**SUPPLIED MATERIAL**

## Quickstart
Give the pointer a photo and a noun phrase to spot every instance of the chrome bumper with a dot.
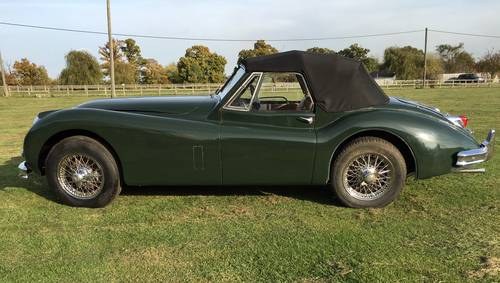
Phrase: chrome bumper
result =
(24, 170)
(467, 158)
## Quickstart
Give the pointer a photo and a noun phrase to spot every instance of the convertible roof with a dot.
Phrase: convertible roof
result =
(337, 83)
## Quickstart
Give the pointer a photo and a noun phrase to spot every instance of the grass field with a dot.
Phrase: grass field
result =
(441, 229)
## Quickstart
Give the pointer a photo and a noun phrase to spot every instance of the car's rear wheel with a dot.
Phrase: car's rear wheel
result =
(82, 172)
(368, 172)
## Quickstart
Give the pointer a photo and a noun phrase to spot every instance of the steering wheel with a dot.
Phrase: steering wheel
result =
(305, 103)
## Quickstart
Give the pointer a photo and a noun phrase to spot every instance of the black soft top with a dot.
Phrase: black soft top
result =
(337, 83)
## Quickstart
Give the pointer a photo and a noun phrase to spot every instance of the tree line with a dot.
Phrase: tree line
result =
(200, 65)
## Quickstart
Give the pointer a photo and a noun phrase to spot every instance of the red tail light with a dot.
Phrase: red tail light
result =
(464, 120)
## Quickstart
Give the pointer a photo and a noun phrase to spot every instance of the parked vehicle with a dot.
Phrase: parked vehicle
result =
(466, 78)
(337, 128)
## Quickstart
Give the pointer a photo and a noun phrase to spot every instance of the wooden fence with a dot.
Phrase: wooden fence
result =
(204, 89)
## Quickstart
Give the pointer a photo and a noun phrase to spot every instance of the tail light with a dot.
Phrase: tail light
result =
(464, 120)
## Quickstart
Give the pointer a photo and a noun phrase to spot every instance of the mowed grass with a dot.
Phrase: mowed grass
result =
(441, 229)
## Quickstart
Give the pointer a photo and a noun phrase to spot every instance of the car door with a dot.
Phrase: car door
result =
(267, 135)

**WHAT IS NEEDED**
Please return the whole listing exactly. Do not copy its images.

**SOLUTION**
## Quickstart
Give the pointer a photo and a noun phrase to spot every instance of the chrome bumper with a dot.
Phrase: chrome bumper
result =
(24, 170)
(467, 158)
## Quickstart
Give the pointer a photo and a noun phrase to spot every instance of the convertible roof with a dot.
Phrase: convertible roof
result =
(337, 83)
## Quickstart
Give the pointer a photo and a noun phrase to spot every instance of the grass field with a dot.
Phrase: grass field
result =
(441, 229)
## Quickstart
Give the pointer a photo and a noun phrase to spot every instance of the car's rear wheel with a dot.
Phrase: car's rear wheel
result =
(82, 172)
(368, 172)
## Quickstart
Give the pointer a photo and a noun phrase to spot every instance of the steering wheel with a dot.
Phrase: steering wheel
result =
(305, 103)
## Quickstart
Give the pointer a photo and a noun phrase to spot every instance of the black soft top with a dot.
Phrase: black soft top
result =
(337, 83)
## Quickstart
Give the pointer a photo and a noun phrase to spot every instance of the tree line with a dot.
Phrase: tree line
result =
(200, 65)
## Quickstart
Give the pointer a photo and a noun phrase to spot every instance of the red tail light with a dot.
Phrase: red tail light
result =
(464, 120)
## Quickstart
Give the pointer a photo and a noun phrase to spot every instance of the parked vehicle with a dot.
Phrase: parked vehicle
result =
(466, 78)
(337, 128)
## Quickstart
Give the pointer a photo and a noun phrase to spot every instance of the wooden fence with a dot.
Phrase: wooden fence
result =
(204, 89)
## Quickstart
Give the pointer a photo and a noun phrase to spot every instance of the tail light with a dot.
Phrase: tail light
result =
(464, 120)
## Quickstart
Give the pointer a photo and a noun phrase to spot every instance of the mowed grass with a dot.
Phrase: mowed grass
result =
(441, 229)
## Quickstart
Give the pointer a photo and a noun phrase to spot every instance of the car door with a dot.
Phrase: car door
result =
(267, 135)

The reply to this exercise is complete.